--- DATASET RECORDS ---

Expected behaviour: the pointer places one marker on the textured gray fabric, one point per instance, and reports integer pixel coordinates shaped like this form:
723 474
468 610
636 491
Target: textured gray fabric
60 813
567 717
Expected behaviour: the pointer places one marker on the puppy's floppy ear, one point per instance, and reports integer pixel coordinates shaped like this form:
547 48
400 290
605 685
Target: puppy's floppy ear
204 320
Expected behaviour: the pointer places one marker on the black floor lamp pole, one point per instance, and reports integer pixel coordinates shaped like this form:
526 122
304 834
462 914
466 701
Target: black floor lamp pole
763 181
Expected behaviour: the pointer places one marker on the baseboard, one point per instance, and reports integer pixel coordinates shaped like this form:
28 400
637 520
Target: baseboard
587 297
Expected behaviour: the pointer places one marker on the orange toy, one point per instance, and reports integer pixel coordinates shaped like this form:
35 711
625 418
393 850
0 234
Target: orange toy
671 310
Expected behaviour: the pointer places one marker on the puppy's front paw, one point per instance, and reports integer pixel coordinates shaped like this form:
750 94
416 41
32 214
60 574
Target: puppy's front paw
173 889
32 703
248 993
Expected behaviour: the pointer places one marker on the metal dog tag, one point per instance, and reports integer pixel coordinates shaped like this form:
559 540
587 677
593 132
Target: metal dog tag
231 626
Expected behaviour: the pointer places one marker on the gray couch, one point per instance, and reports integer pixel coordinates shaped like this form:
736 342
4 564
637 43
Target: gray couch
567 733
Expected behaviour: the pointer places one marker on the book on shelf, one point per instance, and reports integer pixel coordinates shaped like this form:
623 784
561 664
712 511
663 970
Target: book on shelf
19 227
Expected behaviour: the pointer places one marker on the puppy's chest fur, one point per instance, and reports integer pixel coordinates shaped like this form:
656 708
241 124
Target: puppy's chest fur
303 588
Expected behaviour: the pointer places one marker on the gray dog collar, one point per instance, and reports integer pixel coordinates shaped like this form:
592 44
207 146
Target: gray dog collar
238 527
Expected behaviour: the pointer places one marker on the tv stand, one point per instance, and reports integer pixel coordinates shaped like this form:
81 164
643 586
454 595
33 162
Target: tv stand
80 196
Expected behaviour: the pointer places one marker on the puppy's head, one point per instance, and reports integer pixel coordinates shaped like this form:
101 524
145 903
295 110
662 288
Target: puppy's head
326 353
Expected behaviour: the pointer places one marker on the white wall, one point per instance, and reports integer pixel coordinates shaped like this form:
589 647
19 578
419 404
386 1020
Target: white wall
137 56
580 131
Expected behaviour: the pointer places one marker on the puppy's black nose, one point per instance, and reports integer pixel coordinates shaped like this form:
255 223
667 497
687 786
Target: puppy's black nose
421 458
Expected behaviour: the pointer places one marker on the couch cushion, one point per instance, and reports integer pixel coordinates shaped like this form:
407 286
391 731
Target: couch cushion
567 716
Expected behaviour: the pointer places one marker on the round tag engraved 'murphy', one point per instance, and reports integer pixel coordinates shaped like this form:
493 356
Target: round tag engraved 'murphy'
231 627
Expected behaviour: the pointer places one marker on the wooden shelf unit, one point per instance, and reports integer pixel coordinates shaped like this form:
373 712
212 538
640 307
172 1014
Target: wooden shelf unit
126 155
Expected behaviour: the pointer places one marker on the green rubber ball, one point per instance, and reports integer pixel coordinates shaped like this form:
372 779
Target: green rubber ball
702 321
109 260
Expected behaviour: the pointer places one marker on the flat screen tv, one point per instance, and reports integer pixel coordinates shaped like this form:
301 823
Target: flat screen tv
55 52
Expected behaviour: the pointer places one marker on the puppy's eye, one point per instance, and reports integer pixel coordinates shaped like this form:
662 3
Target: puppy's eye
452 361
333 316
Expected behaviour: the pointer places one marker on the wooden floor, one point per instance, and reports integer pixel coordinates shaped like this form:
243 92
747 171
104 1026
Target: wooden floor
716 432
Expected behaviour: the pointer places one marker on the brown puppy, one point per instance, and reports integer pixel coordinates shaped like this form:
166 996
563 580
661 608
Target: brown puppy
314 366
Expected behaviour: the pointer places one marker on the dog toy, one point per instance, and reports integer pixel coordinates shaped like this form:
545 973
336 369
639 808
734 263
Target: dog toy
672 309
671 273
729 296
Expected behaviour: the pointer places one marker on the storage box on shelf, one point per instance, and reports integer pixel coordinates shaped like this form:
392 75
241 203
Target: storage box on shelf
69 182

---

◆ TASK GOAL ◆
Reproduce the entries exactly, dropping nothing.

◆ SOLUTION TO THIS PROBLEM ◆
Expected behaviour: the pointer places one marker on the textured gray fabric, one point per instance, and reports integer pixel coordinates shaped like this form:
723 474
468 610
636 491
Target: textured gray fabric
60 813
567 717
Expected behaviour: the pointer places one marker on the puppy's floppy ear, one point per instance, and reports integer pixel coordinates shaped like this form:
547 48
400 290
605 685
Target: puppy's floppy ear
204 320
Expected behaviour: the pointer places one marker on the black floor lamp pole, one point per instance, and reports integer pixel coordinates shaped like this form:
526 122
304 834
462 914
466 701
Target: black floor lamp pole
763 181
Expected behaviour: the pointer places one marker on the baseboard, one point per instance, and reports integer pixel coordinates shaped like this form:
28 400
637 520
Target: baseboard
587 297
Expected behaviour: the pointer places one marker on the orange toy, one point per instance, and reports integer pixel coordinates shaped like this form:
35 711
625 418
393 850
0 234
Target: orange toy
671 310
Expected behaviour: the pointer places one marker on the puppy's front paw, one point per instance, and reports integer pixel coordinates shaped like this form:
750 94
416 41
32 214
60 574
Target: puppy's front paw
173 889
32 703
248 993
Expected behaviour: the pointer places one marker on the metal dog tag, one point per instance, and reports integer pixel coordinates shaped like this form:
559 540
587 677
593 132
Target: metal dog tag
231 626
Expected behaviour: the pointer places one marker on the gray couch, one point per instance, and reports integer pixel coordinates shaped like this form:
736 342
4 564
637 43
Target: gray couch
567 733
Expected behaviour: the pointer places one marker on the book on shelf, one point per instance, and reports integer pixel coordinates shaped like this form:
623 784
561 664
712 511
663 970
Target: book on shelf
19 227
Expected behaviour: the pointer places one marker on the puppy's chest fur, one point per instance, and reports integer pixel coordinates shaped like this form:
656 708
241 124
Target: puppy's chest fur
303 588
Expected behaviour: the pointer places one marker on the gray dog collar, one point per instance, and reports integer pixel coordinates shaped like this form:
592 44
207 146
Target: gray dog collar
238 527
Expected behaviour: the pointer places one marker on the tv stand, one point per instance, and reports integer pixel coordinates shaped like this form:
81 164
643 586
454 595
33 162
Target: tv stand
80 196
Expected behaviour: the pointer places one marker on the puppy's head, one point per instance, and reports integer pixel coordinates shaped like this form:
101 524
145 903
295 110
662 288
Target: puppy's head
326 353
Expected behaviour: the pointer places one marker on the white wall, one point per instance, and reports integer pixel coordinates shaped like this form:
589 647
19 578
419 404
386 1020
Target: white wall
137 56
580 131
Expected behaviour: the pointer places one marker on the puppy's black nose, one point per instance, and reports integer pixel coordinates shaped like this form:
255 223
667 497
687 786
Target: puppy's black nose
421 458
Expected behaviour: the pointer places one marker on the couch cushion, one point per instance, and reports integer pixel coordinates shaped like this form:
407 286
391 731
Target: couch cushion
567 716
Expected behaviour: the pointer places one marker on the round tag engraved 'murphy', one point per instance, and reports integer pixel coordinates shaped like this form:
493 356
Target: round tag engraved 'murphy'
231 627
Expected behaviour: the pointer places one marker on the wooden shelf unit, one point per instance, and reports integer pixel coordinates shaped like this form:
373 712
212 538
640 307
172 1014
Target: wooden shelf unit
126 155
Expected behaviour: the pointer places one marker on the green rubber ball, one point per instance, and reports integer pixel coordinates shaped like this form:
372 779
Target: green rubber ball
702 321
109 260
Expected behaviour: the pointer places one marker on the flat screen tv, one point per instance, and reports integer pixel coordinates shaped like this form:
301 823
Target: flat screen tv
55 52
Expected behaviour: the pointer places one marker on the puppy's eye, one point per instance, and reports integer pixel coordinates shaped like this form:
662 3
Target: puppy's eye
452 361
333 316
Expected behaviour: the pointer places one marker on the wooden floor, one point per instance, and reports integer pixel coordinates shaped like this form:
243 92
747 171
104 1026
Target: wooden floor
716 432
Expected behaviour: the pointer places one marker on the brown puppy, one point per instance, and reports integer pixel coordinates shaped like this form:
166 996
563 580
661 608
Target: brown puppy
314 366
Expected behaviour: the pointer places one marker on the dog toy, one point per instance, and reports integer pixel coordinates shaped like this form:
545 973
336 369
639 808
734 263
Target: dog toy
672 309
671 273
729 296
Expected behaviour: the pointer places one marker on the storage box on shelf, one point per instance, and reports integer pixel coordinates shaped like this form:
392 75
241 203
Target: storage box on shelf
69 182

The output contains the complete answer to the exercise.